BEGIN Source material

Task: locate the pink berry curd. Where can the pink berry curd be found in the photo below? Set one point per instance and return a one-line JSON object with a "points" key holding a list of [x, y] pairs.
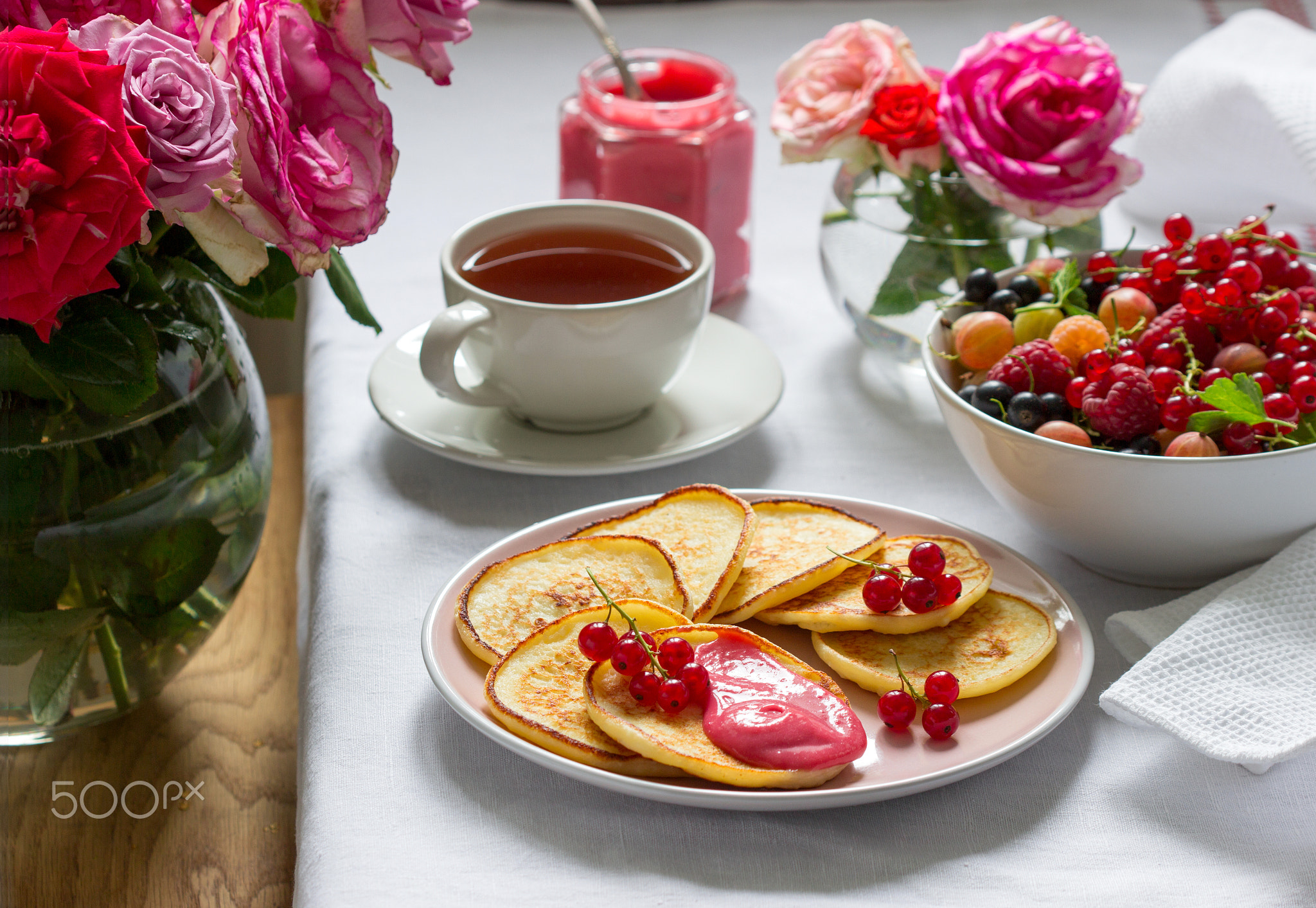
{"points": [[765, 715], [686, 149]]}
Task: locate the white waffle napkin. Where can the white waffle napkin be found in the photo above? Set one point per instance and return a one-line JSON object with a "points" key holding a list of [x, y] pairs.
{"points": [[1231, 669], [1229, 125]]}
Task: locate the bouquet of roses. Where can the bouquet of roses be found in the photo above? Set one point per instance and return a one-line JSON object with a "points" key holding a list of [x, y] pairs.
{"points": [[154, 153], [1023, 124]]}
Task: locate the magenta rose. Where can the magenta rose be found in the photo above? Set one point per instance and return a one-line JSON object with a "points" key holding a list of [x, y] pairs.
{"points": [[174, 16], [1029, 116], [183, 107], [315, 144], [411, 31]]}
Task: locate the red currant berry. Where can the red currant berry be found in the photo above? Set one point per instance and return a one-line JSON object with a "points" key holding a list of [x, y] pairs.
{"points": [[1265, 382], [919, 594], [1131, 359], [941, 687], [1193, 298], [629, 657], [1214, 252], [940, 722], [927, 560], [1295, 276], [1165, 382], [695, 678], [1289, 303], [1175, 412], [1281, 368], [1164, 267], [596, 641], [673, 697], [1101, 262], [1281, 407], [882, 592], [644, 687], [1245, 274], [1094, 365], [673, 653], [1149, 254], [896, 709], [1178, 228], [1074, 391], [948, 589], [1303, 391]]}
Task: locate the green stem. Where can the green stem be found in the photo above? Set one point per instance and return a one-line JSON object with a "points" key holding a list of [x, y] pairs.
{"points": [[114, 659]]}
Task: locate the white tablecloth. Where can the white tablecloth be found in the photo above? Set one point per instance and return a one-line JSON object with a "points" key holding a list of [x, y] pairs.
{"points": [[402, 803]]}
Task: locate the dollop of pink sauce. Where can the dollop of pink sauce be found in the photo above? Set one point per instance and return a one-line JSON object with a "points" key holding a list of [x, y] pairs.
{"points": [[765, 715]]}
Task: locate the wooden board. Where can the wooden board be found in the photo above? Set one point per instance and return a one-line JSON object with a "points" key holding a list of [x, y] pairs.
{"points": [[229, 719]]}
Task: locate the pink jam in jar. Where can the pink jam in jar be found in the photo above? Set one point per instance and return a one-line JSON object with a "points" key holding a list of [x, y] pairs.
{"points": [[688, 149]]}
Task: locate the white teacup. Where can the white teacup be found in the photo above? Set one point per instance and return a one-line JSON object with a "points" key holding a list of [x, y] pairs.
{"points": [[567, 368]]}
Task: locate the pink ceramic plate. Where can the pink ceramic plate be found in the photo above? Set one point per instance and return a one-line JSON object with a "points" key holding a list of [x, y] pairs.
{"points": [[993, 728]]}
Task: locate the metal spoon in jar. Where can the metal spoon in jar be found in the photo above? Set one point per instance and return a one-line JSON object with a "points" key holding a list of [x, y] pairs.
{"points": [[591, 15]]}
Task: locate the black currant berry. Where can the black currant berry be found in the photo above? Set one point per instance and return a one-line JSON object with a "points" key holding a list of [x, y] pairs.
{"points": [[1027, 411], [991, 398], [1027, 289], [1057, 408], [979, 285]]}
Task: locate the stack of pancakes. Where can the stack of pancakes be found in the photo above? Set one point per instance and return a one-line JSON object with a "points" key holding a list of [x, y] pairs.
{"points": [[694, 564]]}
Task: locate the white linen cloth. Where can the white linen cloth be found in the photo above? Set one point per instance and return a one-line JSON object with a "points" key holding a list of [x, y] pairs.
{"points": [[1235, 682], [1229, 125], [403, 805]]}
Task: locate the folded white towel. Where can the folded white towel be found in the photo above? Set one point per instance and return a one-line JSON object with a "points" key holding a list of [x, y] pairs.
{"points": [[1238, 678], [1229, 125]]}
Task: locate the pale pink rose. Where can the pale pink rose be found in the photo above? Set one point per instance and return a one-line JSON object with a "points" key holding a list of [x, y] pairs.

END Source material

■ Exercise directions: Please return the entries above exactly as they appear, but without the pictures.

■ Response:
Task: locate the pink berry curd. Where can the pink berry curd be found in the photo below? Set one point per instance and return a one-line JSON object with a "points" key holding a list of [x, y] pairs.
{"points": [[765, 715], [686, 149]]}
Task: locate the white waffle napkin. Where can the white waffle napkin be found in the photo above? Set one point per instance and return a one-line JSON object with a "points" key holding a list of [x, y] pairs.
{"points": [[1231, 669], [1229, 125]]}
Task: locate the bouquet of roses. Where can the bouquet of roses be found in the photo above? Set one point per instance and return a one-line JSON object with a "points" key holding a list of [x, y] pairs.
{"points": [[154, 153], [1023, 124]]}
Task: locate the magenta rose. Where can the magenta rose be found in the photo above? Set one point per instance and return a one-line JSON object with a "points" key holding a list of [x, y] pairs.
{"points": [[174, 16], [1029, 116], [183, 107], [315, 144], [411, 31]]}
Task: locate the red currant berry. Where can the red currant berry be found in the photo above? Set one point per instance and return a one-line JSON object with a "points" key holding a list of [x, y] pairs.
{"points": [[1265, 382], [919, 594], [1131, 359], [941, 687], [1193, 298], [629, 657], [1214, 252], [940, 722], [927, 560], [1295, 276], [1165, 382], [695, 678], [1289, 303], [1175, 412], [1281, 368], [1164, 267], [596, 641], [673, 697], [1101, 262], [1281, 407], [882, 592], [644, 687], [1245, 274], [1094, 365], [673, 653], [1149, 254], [896, 709], [1178, 228], [1074, 391], [948, 589], [1303, 391]]}
Task: locate the green stem. Where can the green stem be found in the photo above? Set one point per instance and return a one-line JSON object with a "points" key holding a list of [x, y] pairs.
{"points": [[114, 659]]}
Task: locate the white tablecloth. Where can the white tablecloth be found in the photo above? Set one point per instance and return a one-line JSON object with a "points" key holding a list of [x, y] pairs.
{"points": [[402, 803]]}
Task: locate the dollop of pink sauce. Where can the dollop of pink sauce be found in the photo above? Set one point per instance and return a one-line JSON object with a "points" key holding a list of [x, y] pairs.
{"points": [[765, 715]]}
Task: locate the wooden board. Where can the wooden board be found in the photo above? Set one point per instance and return a one-line JSON object with a "points" key holding a list of [x, y] pairs.
{"points": [[229, 719]]}
Task: locate the pink jam in jar. Where can the pink jam in jar be found in the photo above? Set one point per instance and return a one-line JSON object with a "points" key holding a list of [x, y] pairs.
{"points": [[688, 149]]}
Task: locate the white teacup. Where can the white teacup be found in the photo above? Set one point per instance and return a one-line JSON object with a "points" key holding a list of [x, y] pairs.
{"points": [[567, 368]]}
Task: locate the pink ceramic plate. Where can the pink ceramic plate be found in the photo above? Set one point per instance and return a one-line JSON object with a "points" key holding a list of [x, y] pairs.
{"points": [[993, 728]]}
Task: locate the metal spoon in jar. Where can the metal spoon in jar be found in the photo above? Set one point per instance and return a one-line JSON object with a "points" key holding a list of [x, y] pairs.
{"points": [[591, 15]]}
Task: locate the black currant berry. Where can the black currant berry be found in the photo above? Set one point per instance and return a one-line JSON object with a "points" key holding a list of [x, y] pairs.
{"points": [[1027, 411], [991, 398], [1027, 289], [1057, 408], [979, 285]]}
Task: locate the stack of pancakes. Where can the stack of pancakes be found in the photo above? Set one point per instance and return a one-line JSON object with a "points" key holding a list of [x, y] pairs.
{"points": [[694, 564]]}
Task: locate the white linen cloth. Where can the white linen cloth be found in the photo above? Set one point per instance and return a one-line JSON object with a "points" key holding a list of [x, y] pairs.
{"points": [[1235, 682], [1229, 125], [403, 805]]}
Task: locate the folded white towel. Where can the folded white towel be found in the photo above? Set one point per instance and return a one-line JSON object with a "points" key holding a list of [x, y] pairs.
{"points": [[1238, 678], [1229, 125]]}
Task: locate the pale pink rose. Where can the pale pink rose be found in the photo above? Set one point per instance and return a one-line JSON object with a "points" key holding a list of [x, y] pairs.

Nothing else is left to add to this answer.